◆ Task to complete
Quote the lines from the line holding "Record the location of each instance of the distant" to the very end of the listing, exactly, and no others.

········

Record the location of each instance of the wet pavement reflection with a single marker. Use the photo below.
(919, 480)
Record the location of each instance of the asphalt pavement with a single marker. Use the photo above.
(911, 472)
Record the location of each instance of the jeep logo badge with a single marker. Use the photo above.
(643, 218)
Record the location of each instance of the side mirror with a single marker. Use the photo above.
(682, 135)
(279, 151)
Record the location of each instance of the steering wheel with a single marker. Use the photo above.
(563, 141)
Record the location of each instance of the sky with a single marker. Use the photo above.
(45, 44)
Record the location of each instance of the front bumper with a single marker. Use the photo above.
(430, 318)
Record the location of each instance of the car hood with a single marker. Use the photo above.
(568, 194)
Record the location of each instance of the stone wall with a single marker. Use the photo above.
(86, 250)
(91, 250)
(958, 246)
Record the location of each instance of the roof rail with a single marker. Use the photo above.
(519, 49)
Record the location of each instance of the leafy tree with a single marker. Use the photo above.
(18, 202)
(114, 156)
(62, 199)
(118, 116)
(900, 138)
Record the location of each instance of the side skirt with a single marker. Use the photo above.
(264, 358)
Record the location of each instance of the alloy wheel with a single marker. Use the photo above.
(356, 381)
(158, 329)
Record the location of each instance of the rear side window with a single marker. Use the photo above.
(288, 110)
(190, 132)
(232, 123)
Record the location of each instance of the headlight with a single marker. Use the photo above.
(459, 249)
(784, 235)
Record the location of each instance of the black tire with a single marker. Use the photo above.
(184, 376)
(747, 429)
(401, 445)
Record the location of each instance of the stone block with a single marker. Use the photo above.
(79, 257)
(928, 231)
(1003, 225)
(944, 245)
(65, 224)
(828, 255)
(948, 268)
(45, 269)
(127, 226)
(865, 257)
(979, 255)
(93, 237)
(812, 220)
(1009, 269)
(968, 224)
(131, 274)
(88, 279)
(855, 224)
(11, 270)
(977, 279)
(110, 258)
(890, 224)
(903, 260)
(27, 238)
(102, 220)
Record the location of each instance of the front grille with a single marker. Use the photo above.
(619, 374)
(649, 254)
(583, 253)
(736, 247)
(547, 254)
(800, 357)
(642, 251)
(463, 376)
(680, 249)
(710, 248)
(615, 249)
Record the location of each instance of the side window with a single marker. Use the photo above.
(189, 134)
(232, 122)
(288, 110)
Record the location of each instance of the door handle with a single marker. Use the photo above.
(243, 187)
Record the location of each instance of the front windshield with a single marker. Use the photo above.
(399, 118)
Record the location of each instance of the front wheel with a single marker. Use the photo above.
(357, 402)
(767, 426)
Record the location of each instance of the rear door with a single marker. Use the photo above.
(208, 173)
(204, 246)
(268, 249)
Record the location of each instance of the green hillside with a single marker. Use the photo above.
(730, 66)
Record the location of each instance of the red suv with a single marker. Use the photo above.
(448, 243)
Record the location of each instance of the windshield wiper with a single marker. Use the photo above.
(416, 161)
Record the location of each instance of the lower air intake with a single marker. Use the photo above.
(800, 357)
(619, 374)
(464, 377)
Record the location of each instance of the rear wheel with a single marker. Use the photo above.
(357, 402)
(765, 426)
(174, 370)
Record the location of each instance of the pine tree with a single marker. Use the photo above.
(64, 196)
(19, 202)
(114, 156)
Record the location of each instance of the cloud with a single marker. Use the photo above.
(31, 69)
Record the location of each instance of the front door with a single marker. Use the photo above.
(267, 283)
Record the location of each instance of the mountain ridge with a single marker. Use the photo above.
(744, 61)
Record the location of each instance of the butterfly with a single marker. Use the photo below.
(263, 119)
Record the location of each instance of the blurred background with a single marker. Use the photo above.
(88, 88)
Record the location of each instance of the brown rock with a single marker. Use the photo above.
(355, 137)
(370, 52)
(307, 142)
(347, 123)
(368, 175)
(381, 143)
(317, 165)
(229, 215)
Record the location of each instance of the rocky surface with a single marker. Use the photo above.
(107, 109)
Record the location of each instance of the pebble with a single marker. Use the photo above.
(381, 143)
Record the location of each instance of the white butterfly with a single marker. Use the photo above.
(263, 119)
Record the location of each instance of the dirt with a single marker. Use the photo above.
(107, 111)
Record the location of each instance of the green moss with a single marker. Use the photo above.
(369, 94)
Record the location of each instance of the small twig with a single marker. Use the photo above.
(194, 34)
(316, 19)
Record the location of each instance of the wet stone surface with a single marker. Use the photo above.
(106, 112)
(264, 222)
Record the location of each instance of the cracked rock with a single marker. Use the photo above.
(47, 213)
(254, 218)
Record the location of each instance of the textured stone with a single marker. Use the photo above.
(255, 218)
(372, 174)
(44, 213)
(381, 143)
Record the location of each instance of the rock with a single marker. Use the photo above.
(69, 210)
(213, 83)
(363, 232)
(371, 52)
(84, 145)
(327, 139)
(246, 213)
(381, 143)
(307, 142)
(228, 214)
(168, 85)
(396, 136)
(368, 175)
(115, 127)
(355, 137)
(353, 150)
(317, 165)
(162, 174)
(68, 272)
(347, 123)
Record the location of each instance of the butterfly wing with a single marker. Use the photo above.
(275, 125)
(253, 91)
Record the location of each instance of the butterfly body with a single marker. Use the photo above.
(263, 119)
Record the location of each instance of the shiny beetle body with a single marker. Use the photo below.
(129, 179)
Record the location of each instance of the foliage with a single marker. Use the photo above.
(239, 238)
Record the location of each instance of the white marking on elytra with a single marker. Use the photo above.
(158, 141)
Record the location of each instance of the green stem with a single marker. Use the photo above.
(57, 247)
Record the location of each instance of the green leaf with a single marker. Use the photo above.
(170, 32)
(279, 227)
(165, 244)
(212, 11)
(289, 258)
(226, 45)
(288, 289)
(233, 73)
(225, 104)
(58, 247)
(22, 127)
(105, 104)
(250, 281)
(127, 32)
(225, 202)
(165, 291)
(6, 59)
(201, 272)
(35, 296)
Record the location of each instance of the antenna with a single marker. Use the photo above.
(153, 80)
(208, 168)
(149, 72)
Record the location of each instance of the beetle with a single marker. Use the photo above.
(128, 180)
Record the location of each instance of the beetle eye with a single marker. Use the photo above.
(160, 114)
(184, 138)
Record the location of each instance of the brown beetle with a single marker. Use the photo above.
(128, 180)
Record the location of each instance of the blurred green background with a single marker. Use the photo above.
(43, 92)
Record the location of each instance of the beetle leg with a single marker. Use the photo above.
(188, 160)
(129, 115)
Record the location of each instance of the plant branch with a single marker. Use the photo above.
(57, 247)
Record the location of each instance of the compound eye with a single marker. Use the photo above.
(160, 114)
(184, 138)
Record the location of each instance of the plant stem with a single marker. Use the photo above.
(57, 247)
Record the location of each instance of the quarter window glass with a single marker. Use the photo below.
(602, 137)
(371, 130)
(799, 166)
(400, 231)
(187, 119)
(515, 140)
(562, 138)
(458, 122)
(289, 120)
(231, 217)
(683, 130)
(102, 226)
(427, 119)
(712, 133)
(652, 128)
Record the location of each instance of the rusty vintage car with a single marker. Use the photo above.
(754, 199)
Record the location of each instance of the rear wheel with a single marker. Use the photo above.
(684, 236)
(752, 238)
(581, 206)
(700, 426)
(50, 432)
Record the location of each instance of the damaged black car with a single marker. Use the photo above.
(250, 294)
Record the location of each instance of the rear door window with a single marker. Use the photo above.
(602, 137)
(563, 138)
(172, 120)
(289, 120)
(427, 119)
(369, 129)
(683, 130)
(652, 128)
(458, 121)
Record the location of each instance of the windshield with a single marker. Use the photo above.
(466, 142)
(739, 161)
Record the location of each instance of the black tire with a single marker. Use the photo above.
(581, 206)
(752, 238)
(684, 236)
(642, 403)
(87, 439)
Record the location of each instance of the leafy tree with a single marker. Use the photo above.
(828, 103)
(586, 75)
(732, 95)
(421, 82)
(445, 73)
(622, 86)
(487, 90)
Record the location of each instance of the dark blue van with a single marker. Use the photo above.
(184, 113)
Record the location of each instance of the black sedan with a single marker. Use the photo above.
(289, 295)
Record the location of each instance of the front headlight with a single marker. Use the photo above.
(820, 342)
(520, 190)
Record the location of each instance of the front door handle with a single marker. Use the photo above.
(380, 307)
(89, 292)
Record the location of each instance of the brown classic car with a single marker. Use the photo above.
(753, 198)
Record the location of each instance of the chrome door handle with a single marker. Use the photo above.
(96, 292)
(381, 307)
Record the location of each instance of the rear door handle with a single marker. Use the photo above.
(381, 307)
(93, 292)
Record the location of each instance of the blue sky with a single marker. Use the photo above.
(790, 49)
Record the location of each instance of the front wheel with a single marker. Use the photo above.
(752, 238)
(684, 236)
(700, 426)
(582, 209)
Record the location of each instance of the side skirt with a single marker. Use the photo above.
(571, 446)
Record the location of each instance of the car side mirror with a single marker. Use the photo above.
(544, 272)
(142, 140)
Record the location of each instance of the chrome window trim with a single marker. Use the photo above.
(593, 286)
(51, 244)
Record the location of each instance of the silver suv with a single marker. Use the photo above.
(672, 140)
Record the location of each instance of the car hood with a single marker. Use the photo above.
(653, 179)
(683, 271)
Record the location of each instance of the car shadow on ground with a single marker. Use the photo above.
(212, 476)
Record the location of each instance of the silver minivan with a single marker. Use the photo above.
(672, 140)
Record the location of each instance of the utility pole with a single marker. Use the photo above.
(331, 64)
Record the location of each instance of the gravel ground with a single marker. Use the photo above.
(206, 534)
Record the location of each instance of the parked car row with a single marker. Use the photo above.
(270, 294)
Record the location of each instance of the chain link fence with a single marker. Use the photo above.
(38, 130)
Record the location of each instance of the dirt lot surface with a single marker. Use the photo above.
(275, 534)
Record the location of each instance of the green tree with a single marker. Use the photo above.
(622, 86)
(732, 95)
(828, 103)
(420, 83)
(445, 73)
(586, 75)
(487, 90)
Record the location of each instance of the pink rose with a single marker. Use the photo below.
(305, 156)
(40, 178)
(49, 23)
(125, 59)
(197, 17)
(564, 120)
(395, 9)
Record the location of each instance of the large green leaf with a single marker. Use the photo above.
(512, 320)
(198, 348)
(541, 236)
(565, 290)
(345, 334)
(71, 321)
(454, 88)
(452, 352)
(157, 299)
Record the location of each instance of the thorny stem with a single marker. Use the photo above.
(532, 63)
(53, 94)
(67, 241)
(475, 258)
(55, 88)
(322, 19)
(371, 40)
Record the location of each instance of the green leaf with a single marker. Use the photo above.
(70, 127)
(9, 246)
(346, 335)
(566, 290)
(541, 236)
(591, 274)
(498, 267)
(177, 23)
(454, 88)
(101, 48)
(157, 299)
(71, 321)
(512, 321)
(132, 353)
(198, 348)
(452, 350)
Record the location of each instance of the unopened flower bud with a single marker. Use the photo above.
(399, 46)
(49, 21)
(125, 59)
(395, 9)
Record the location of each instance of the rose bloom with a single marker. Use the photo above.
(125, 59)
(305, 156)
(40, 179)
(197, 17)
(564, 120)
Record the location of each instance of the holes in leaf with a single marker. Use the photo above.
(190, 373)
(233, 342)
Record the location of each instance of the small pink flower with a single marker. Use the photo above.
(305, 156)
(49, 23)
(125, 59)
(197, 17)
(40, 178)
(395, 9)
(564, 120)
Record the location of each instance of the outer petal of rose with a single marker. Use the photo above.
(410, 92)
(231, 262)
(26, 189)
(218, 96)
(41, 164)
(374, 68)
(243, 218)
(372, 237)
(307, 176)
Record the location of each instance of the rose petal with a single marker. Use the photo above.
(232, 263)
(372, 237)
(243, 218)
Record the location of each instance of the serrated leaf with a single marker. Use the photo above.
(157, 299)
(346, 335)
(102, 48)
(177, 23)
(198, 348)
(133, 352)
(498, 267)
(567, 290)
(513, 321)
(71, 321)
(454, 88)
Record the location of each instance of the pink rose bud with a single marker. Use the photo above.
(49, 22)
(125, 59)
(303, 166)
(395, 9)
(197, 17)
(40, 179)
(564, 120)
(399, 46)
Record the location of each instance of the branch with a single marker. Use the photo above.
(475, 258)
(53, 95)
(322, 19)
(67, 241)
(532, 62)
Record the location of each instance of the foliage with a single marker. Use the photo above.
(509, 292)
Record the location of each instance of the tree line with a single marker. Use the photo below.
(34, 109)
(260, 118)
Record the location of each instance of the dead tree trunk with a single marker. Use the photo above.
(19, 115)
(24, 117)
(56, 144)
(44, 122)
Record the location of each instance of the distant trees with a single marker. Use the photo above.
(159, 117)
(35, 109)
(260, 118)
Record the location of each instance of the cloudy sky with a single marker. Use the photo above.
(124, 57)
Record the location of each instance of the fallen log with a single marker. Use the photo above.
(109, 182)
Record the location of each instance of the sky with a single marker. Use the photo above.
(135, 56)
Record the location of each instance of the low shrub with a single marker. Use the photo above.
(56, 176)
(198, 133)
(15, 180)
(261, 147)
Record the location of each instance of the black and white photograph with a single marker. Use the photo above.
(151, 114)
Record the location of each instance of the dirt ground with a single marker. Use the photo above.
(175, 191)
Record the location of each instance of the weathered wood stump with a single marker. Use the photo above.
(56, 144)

········

◆ Exercise answer
Record the location of each instance of the distant trees with a single marker. Use the photo above.
(159, 117)
(35, 109)
(260, 118)
Record the location of each instance of the cloudy sky with a single marker. Use the photo above.
(124, 57)
Record the location of each instance of the fallen log with a single marker. Use the photo above.
(109, 182)
Record the location of each instance of the sky with a single marker. Use the photo above.
(135, 56)
Record the location of each instance of the low shrub with a single marker. Use the photo above.
(56, 176)
(198, 133)
(15, 180)
(261, 147)
Record the location of each instance of the black and white photograph with a single marker. Use the photo above.
(151, 114)
Record the location of each instance of the dirt ground with a single marker. Use the photo above.
(175, 191)
Record the location of each instance of the weathered wood stump with a single marker. Use the photo above.
(56, 144)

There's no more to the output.